> [Pagina]

Scopo dell’aliena è catturare maschi umani affinché si possa assimilarne la carne. Nutrimento dunque, ma ben oltre la sopravvivenza. Più che il motivo, il film ci mostra le modalità e i tentativi con cui vengono scelte le vittime, perlopiù autostoppisti e passanti che lei incrocia nel suo indolente girovagare in furgoncino per le Highlands scozzesi. Tuttavia la caccia, per la predatrice, non è altro che un dovere, o meglio, un destino dai risvolti punitivi. E lo è a partire dall’involucro che l’essere è costretto a indossare: un corpo designato per uno scopo: attirare. Un corpo sessuale, le cui forme non permettono via di scampo al desiderio. E allo stesso tempo un corpo estraneo, incomprensibile, inaccettabile.

> [Sezione dati]
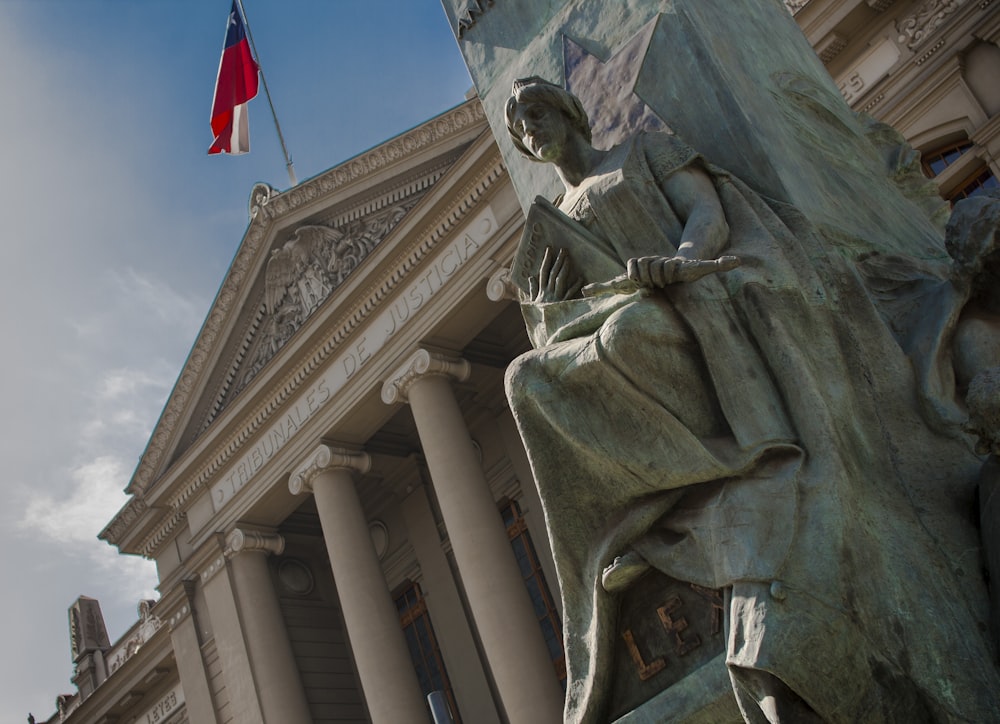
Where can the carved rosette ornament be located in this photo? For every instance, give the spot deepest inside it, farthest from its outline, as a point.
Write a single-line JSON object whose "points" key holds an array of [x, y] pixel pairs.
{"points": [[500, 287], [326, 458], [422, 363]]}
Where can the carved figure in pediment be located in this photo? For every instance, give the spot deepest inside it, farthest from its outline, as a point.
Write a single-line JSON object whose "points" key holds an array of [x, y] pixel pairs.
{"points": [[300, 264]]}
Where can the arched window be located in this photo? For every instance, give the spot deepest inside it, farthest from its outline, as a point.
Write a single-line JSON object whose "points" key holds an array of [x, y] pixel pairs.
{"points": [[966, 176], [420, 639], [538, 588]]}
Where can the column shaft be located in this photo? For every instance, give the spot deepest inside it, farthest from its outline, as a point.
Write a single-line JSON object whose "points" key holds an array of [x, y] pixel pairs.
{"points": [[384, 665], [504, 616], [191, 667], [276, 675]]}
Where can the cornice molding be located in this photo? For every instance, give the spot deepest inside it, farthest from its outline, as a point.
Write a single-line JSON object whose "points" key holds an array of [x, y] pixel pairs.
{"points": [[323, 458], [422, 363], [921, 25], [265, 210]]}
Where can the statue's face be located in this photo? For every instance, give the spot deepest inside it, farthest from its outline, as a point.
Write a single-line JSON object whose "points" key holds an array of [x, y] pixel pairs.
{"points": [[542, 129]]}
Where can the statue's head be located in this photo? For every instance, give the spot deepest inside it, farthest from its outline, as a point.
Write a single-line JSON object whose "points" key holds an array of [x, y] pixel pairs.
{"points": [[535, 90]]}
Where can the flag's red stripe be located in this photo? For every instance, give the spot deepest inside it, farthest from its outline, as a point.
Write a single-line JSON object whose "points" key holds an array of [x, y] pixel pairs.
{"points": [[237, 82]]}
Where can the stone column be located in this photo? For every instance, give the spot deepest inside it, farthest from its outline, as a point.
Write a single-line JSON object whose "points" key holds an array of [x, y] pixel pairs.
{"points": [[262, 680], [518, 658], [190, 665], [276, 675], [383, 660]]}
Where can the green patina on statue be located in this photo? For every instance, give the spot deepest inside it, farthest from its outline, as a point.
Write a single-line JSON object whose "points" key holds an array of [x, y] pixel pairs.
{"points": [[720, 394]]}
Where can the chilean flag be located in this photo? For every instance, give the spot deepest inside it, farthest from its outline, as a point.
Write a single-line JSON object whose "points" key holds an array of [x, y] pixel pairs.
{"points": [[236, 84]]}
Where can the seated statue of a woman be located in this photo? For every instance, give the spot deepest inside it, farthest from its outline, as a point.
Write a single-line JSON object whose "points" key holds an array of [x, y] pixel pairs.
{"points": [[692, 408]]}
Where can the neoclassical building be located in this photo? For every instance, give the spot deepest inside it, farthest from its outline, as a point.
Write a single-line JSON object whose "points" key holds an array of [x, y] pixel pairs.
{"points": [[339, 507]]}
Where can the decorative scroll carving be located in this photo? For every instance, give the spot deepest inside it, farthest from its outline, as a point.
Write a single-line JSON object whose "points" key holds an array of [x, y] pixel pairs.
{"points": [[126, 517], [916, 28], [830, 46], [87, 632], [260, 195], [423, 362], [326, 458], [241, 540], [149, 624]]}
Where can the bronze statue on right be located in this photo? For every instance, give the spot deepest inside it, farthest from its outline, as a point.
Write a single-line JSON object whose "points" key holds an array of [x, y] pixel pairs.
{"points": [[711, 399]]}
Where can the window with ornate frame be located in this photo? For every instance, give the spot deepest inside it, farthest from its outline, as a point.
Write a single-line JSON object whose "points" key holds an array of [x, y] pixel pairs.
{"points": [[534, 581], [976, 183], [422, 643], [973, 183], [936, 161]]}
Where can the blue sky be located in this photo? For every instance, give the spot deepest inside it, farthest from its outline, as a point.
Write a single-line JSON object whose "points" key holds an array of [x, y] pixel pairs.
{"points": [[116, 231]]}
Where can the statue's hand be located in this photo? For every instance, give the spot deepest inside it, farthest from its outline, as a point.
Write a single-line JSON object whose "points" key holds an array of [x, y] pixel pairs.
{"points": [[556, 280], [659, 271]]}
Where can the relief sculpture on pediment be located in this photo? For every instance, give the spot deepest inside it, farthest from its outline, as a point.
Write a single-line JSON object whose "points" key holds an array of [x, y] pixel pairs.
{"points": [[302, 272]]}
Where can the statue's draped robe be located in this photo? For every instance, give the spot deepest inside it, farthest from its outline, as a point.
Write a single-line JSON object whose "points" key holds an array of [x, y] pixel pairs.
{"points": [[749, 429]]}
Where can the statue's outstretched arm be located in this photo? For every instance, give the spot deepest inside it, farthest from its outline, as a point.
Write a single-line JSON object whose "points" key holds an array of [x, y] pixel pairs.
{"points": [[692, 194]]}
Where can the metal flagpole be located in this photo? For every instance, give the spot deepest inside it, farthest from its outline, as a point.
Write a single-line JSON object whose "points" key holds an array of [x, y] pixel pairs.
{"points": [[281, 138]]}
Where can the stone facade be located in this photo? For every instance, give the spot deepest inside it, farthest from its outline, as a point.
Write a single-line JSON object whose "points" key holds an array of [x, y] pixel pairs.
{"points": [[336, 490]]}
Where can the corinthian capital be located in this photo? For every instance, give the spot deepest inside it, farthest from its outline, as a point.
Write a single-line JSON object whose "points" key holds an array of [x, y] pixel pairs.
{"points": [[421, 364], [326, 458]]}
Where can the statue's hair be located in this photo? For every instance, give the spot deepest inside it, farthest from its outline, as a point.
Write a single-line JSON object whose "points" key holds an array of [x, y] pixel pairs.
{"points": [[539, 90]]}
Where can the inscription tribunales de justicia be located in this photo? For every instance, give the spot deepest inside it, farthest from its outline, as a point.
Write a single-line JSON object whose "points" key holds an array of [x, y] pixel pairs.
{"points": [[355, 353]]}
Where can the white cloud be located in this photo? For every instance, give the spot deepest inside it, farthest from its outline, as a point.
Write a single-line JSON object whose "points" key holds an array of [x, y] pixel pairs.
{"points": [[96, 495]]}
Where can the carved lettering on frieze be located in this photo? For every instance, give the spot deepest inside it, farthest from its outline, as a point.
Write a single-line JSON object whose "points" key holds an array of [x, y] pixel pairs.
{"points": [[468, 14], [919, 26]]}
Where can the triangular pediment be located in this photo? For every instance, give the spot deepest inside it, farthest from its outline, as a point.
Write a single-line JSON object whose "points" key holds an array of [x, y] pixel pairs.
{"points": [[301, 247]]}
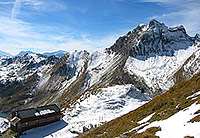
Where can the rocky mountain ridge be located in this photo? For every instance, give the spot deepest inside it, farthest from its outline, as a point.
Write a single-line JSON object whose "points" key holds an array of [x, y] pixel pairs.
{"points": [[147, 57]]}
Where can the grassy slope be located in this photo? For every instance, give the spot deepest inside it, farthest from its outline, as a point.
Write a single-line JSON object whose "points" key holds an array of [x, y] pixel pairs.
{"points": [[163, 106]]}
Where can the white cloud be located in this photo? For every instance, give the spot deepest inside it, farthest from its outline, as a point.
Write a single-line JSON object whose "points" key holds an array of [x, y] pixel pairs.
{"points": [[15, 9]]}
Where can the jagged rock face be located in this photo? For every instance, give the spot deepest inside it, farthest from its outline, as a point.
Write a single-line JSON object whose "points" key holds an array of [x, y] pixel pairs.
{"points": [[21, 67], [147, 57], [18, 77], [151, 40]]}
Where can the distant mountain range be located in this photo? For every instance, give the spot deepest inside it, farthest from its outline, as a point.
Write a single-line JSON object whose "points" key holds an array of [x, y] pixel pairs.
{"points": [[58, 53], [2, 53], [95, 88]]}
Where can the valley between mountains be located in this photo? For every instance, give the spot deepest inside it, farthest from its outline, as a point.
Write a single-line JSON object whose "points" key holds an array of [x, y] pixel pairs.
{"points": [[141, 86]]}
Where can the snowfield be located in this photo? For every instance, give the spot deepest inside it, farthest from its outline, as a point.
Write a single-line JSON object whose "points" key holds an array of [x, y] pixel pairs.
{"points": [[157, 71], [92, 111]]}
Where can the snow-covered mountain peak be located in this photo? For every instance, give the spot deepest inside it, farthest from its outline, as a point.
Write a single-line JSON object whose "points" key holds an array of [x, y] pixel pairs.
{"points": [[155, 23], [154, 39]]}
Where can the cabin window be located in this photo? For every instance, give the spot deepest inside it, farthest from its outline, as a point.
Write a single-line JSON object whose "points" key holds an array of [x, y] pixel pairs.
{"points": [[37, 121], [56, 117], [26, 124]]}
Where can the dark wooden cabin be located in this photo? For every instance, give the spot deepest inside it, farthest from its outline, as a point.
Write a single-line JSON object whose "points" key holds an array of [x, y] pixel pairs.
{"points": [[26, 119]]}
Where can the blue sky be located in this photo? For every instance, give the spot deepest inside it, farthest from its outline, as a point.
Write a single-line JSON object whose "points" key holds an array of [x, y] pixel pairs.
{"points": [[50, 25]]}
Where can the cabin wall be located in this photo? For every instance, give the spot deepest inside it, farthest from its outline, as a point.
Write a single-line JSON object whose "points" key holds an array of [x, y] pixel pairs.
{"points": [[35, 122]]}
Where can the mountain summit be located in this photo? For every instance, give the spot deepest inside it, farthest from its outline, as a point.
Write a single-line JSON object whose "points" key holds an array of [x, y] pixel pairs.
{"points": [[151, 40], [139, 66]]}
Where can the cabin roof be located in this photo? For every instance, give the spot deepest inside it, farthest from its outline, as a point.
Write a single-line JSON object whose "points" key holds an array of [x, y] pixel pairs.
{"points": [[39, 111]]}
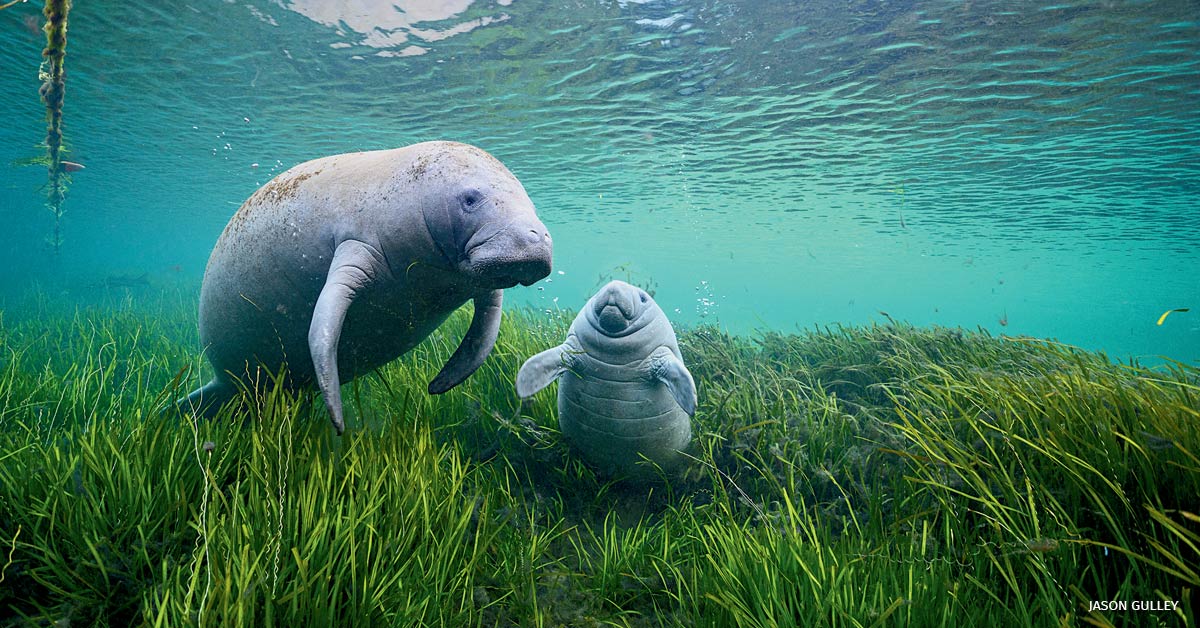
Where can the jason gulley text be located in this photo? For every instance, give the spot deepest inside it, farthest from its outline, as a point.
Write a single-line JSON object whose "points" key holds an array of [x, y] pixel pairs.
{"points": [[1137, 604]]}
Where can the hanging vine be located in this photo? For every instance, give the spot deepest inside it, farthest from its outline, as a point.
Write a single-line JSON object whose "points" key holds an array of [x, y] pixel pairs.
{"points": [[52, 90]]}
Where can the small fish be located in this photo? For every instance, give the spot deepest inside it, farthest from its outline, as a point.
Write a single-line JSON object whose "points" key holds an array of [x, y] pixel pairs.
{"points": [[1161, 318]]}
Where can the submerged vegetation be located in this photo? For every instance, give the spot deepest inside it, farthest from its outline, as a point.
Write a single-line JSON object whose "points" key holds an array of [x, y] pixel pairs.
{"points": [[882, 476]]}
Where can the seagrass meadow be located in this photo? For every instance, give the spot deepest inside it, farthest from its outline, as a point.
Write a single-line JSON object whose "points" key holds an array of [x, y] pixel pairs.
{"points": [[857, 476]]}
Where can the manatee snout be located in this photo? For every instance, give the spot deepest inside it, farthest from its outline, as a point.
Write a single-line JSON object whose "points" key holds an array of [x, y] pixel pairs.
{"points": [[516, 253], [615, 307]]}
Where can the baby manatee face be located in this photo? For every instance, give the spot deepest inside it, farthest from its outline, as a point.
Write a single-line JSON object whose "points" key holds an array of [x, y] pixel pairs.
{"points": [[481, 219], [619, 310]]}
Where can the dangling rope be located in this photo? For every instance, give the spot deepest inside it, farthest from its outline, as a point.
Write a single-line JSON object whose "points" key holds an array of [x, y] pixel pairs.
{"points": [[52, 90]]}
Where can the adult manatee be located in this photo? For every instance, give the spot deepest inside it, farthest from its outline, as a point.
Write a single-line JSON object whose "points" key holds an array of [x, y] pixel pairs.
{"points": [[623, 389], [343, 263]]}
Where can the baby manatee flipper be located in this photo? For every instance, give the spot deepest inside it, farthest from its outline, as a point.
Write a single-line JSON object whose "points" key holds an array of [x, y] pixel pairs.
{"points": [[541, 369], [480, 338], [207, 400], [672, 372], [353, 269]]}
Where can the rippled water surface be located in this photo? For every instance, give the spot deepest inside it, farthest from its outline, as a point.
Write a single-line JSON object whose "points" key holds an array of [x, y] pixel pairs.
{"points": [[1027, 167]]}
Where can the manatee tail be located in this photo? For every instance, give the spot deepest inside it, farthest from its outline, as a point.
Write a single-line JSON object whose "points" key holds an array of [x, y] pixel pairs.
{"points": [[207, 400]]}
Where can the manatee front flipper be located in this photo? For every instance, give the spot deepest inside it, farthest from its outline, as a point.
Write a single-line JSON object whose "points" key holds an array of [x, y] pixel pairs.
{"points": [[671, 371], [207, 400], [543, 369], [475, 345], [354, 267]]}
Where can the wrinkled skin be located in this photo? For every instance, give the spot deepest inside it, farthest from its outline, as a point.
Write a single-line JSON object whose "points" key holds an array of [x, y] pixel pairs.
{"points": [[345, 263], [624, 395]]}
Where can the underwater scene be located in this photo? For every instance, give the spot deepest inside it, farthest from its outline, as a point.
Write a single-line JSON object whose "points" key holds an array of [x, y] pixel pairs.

> [Sfida 1]
Secondo la pagina, in quale regione l'aliena gira in furgoncino?
> [Sfida 2]
Riscrivi il passo della pagina tra "Scopo dell’aliena è" e "estraneo, incomprensibile, inaccettabile.", estremi inclusi, sostituendo "furgoncino" con "camper".
> [Sfida 3]
Elenca tutte le parole che nella pagina qualificano direttamente il sostantivo «corpo».
Le voci non hanno alcun legame con la pagina.

> [Soluzione 1]
Nelle Highlands scozzesi.

> [Soluzione 2]
Scopo dell’aliena è catturare maschi umani affinché si possa assimilarne la carne. Nutrimento dunque, ma ben oltre la sopravvivenza. Più che il motivo, il film ci mostra le modalità e i tentativi con cui vengono scelte le vittime, perlopiù autostoppisti e passanti che lei incrocia nel suo indolente girovagare in camper per le Highlands scozzesi. Tuttavia la caccia, per la predatrice, non è altro che un dovere, o meglio, un destino dai risvolti punitivi. E lo è a partire dall’involucro che l’essere è costretto a indossare: un corpo designato per uno scopo: attirare. Un corpo sessuale, le cui forme non permettono via di scampo al desiderio. E allo stesso tempo un corpo estraneo, incomprensibile, inaccettabile.

> [Soluzione 3]
designato, sessuale, estraneo, incomprensibile, inaccettabile